■ **DOCUMENT EXTRACT**:
· · · ·
Line #10 does all of the heavy lifting of actually reading the data from these six files into memory and constructing the data object that we will be working with from here on out.
Lines 13-15 perform the differential expression testing
Line #13 takes the 'ddsHTSeq' object created in line 10 and performs the actual differential expression testing on its data. It returns the object 'dds'
Line #14 ensures that the results of the differential expression testing will be reported with the 'control' condition being treated as the control group.
An example seems like it would be helpful here. Imagine that you have a gene whose expression is twice as high in the experimental condition than in the control condition. We would want the result of the comparison of this expression to be a Log2(Fold Change) of 1, not -1. By asserting here in Line 14 that the condition called 'Control' is the control group, we ensure that our data comes out in this way which makes intuitive sense when we interpret our results later.
Line #15 just pulls the results from the differential testing into a table of results (specifically, R calls this kind of table a data frame).
This results table now tells us the log fold change and false discovery rate adjusted p-value (among other, less important things) of this Experimental vs Control comparison for each gene.
But, we are lazy and don't want to look at all of these genes all the time. Often, we just want to see the ones that are 'significant' in their differential expression. Lines 18 and 19 allow us to decide on our threshold for significance in our differential expression testing and then pull out only the genes that pass that filter.
Line #18 simply sorts the whole list of genes by the value of their false discovery rate adjusted p-value (lowest values first) -- this isn't necessary and can be omitted if you don't want your results ordered this way.
Line #19 filters the results down to only those that have a FDR-adjusted p-value of less than 0.05 (which is what I chose as the threshold for significance for this dataset). You can choose whatever value you want here -- you will just have to justify it one day when you present your results or publish them! The most common values here are 0.05 and 0.1. People typically don't use really stringent p-values to shrink their lists of differentially expressed genes beyond this point. Instead, they apply additional filters on the log fold change. But I digress...
· · · ·
Carry on the line-by-line explanation of the differential expression script above, starting right after its last sentence.

■ **Stored items**:
· · · ·
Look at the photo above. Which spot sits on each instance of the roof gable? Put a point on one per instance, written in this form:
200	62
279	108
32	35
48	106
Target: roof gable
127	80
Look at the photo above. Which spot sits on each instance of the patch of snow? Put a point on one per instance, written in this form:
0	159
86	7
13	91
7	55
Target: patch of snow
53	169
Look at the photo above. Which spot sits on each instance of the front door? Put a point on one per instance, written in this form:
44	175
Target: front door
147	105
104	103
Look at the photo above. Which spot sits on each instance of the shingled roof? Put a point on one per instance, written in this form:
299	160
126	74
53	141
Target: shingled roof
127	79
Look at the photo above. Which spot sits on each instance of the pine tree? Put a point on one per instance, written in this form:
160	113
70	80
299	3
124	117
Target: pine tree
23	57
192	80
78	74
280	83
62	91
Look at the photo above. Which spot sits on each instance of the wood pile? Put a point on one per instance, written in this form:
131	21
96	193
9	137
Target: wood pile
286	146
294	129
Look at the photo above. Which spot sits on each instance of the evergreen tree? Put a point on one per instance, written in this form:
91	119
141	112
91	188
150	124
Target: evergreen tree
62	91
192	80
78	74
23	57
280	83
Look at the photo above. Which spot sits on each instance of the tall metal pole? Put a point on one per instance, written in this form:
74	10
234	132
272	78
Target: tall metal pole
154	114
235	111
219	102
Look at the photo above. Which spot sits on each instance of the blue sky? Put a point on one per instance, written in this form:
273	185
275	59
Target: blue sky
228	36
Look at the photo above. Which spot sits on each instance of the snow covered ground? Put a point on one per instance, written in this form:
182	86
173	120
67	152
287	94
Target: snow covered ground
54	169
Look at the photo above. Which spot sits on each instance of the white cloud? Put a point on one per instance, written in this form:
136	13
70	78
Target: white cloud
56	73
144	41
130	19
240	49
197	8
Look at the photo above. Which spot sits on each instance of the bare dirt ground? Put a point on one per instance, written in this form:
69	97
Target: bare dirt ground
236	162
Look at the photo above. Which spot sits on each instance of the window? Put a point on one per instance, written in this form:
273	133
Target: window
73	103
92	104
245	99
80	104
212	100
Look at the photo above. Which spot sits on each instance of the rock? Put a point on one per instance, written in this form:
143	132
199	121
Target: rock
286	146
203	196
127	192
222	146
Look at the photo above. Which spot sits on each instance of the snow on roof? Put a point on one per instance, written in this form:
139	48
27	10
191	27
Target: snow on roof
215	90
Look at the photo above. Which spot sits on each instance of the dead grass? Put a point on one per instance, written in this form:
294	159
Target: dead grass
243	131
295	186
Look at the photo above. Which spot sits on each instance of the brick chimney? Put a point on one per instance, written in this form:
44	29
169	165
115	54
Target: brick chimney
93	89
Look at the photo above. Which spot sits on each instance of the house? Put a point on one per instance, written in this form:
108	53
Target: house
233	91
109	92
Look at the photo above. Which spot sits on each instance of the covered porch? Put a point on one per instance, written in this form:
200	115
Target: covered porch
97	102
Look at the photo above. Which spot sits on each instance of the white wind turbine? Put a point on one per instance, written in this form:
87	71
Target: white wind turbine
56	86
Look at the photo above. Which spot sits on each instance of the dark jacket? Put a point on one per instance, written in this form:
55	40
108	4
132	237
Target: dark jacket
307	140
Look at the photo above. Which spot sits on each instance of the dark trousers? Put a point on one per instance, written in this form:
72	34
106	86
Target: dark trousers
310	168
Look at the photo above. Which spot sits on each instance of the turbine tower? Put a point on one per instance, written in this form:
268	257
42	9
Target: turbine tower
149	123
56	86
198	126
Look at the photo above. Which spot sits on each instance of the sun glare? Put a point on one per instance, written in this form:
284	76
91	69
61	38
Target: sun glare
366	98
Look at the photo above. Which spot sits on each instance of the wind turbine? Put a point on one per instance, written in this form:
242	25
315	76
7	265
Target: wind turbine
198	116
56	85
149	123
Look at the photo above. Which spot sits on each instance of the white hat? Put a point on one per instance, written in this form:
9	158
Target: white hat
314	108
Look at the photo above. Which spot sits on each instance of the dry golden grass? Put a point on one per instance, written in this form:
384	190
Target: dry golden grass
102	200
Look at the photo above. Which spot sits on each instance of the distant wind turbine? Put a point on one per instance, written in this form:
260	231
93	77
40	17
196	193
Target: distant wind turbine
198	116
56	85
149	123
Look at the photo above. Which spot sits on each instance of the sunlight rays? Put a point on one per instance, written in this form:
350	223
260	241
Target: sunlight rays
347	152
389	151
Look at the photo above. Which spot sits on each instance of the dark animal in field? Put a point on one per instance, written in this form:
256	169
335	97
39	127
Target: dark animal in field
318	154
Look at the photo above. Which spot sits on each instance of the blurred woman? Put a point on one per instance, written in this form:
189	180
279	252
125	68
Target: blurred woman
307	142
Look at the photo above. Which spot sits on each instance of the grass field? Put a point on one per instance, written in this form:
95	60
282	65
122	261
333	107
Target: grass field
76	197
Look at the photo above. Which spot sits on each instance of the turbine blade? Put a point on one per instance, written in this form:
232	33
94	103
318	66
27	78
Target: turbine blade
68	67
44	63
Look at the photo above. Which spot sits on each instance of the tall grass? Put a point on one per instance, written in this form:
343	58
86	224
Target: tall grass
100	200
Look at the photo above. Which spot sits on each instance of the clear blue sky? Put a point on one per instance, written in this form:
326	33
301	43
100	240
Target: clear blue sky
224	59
· · · ·
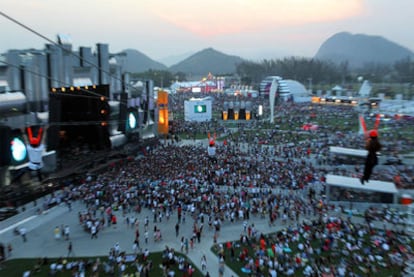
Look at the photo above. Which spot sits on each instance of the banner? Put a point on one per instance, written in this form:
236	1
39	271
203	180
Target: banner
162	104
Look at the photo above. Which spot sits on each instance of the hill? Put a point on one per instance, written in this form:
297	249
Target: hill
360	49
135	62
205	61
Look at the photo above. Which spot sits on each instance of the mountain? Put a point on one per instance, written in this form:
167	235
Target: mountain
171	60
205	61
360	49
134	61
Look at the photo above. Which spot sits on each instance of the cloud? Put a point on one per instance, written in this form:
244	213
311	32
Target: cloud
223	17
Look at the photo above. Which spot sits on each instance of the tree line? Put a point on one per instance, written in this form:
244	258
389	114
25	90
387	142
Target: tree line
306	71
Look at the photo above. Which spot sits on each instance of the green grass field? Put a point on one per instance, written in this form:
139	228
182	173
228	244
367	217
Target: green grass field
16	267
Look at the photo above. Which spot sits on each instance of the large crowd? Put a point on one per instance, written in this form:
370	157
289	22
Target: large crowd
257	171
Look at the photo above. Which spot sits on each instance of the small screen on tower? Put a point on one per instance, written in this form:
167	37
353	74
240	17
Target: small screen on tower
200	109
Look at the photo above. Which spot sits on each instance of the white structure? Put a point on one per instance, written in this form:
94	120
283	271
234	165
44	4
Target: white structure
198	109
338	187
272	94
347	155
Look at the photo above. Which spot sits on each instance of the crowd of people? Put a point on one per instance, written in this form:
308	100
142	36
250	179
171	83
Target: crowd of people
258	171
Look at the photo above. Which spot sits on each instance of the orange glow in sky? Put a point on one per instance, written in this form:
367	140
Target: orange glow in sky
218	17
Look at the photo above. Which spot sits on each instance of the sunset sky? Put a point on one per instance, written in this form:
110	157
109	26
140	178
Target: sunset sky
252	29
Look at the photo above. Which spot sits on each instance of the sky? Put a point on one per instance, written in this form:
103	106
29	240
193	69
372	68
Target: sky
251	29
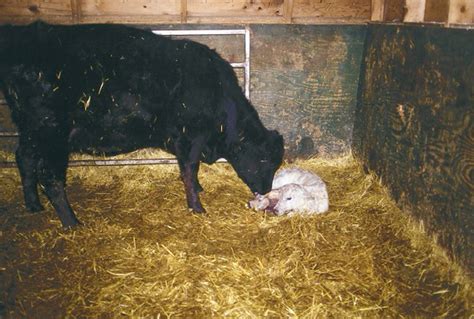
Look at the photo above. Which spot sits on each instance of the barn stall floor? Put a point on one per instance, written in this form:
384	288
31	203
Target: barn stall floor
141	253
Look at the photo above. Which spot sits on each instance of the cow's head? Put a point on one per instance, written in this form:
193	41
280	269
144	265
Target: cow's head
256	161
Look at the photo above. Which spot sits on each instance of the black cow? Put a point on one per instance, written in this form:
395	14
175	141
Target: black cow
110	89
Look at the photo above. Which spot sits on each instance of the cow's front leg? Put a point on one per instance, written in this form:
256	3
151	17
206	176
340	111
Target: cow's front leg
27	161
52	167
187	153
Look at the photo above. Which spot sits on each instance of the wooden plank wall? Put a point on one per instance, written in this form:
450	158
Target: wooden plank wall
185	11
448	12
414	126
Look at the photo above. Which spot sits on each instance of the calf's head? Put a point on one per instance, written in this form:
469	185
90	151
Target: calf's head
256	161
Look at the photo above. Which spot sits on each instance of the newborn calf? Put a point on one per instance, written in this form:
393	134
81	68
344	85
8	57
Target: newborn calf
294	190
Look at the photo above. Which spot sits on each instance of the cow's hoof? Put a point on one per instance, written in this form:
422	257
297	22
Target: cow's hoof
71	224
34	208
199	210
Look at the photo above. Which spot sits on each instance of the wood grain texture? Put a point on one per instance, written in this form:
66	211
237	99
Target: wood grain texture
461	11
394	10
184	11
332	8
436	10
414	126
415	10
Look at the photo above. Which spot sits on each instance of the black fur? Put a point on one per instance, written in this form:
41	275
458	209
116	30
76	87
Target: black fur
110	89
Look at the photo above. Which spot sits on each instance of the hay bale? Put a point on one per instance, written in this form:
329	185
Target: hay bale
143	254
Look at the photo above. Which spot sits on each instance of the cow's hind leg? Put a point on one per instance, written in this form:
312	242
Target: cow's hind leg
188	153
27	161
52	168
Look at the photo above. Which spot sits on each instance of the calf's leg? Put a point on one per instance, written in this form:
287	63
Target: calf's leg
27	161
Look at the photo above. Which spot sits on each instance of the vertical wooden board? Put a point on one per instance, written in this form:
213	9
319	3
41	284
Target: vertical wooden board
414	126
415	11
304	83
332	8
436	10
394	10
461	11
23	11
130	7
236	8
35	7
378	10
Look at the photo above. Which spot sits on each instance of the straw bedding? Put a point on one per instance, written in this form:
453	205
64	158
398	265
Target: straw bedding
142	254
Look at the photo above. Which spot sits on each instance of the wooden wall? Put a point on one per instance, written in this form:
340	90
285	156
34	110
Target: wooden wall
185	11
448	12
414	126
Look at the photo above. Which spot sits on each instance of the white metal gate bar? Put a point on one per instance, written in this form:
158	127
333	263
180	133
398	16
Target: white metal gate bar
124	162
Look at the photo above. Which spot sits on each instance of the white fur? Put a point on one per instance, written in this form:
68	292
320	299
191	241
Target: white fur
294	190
· · · ·
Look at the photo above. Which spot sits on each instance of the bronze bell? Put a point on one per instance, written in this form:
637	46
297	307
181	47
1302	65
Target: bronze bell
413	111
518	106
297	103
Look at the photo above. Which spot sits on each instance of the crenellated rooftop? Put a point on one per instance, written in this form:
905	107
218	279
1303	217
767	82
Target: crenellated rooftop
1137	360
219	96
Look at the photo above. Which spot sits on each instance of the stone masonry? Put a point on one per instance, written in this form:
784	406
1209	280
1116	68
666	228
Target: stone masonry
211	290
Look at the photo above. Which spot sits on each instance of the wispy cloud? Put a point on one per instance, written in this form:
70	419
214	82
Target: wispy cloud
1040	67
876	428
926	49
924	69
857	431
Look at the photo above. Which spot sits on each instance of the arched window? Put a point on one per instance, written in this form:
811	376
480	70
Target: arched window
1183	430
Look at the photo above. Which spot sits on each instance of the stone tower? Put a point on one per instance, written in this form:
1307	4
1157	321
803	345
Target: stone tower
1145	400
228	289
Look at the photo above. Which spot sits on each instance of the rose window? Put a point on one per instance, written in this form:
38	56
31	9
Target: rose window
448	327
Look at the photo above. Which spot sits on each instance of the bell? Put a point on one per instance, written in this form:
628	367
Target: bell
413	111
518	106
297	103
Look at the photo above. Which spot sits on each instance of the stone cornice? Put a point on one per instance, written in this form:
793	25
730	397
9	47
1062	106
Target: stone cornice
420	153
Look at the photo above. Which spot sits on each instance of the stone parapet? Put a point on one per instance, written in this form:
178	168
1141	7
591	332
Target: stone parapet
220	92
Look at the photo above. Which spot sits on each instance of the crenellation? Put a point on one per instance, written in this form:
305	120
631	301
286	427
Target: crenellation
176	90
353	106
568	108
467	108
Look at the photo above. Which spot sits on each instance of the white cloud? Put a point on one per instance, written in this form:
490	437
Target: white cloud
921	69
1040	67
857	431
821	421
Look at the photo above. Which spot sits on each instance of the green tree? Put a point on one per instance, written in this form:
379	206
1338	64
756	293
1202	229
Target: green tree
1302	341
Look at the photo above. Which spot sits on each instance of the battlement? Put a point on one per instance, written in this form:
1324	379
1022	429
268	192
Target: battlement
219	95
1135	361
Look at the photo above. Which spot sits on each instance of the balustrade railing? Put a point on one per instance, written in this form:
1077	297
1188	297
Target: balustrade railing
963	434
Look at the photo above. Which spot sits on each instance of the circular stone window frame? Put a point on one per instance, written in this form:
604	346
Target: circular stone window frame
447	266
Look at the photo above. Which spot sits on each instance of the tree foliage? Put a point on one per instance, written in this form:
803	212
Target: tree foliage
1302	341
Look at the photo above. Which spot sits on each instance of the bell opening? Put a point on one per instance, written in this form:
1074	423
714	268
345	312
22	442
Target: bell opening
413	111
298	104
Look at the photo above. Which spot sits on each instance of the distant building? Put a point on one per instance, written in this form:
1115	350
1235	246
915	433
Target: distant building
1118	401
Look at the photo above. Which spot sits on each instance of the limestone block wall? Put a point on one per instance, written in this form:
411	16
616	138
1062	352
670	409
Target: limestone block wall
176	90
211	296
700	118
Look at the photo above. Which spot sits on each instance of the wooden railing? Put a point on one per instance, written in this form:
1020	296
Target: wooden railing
· · · ·
■ **EXERCISE OUTPUT**:
Now that you have the subset of your data that have FDR-adjusted p-values of less than 0.05, we can go ahead and print them to a file. But wait! We are using uselessly enigmatic Ensembl Gene IDs! So, before we print this data out, lets add in the gene name data for each of the Gene IDs. Lines 22-25 perform the name conversion and add in that information.
Line #22 loads the conversion table file we made earlier into memory. This file has two columns -- the first is the Gene ID, the second is the corresponding gene name (the official gene symbol).
Line #23 renames the column of data related to the gene names (so that it will be labeled as gene names when it is eventually printed out to file).
Line #24 merges this conversion table with our results table using the gene IDs as the matching key. Because of the order in which we entered these two tables to the 'merge' command, we will get the Gene IDs put as the second column of the now eight column results files.
Line #25 does the same thing as line 24 but only for the significantly differentially expressed genes.
Line #28 moves us to the directory called 'DESeq2Output'.
Line #29 prints a tab separated text file in that directory containing the information produced by DESeq2 about this comparison for every gene.
Line #30 moves us to the directory called 'DESeq2DEGenes'.
Line #31 prints a text file similar to the one made in line 23, except that it is filtered to only include the genes that passed our p-value cutoff that we applied in Line 19.
Congratulations! These files are now your RNA-Seq results and you may use them to see how well your RNA-Seq experiment results matched your hypothesis!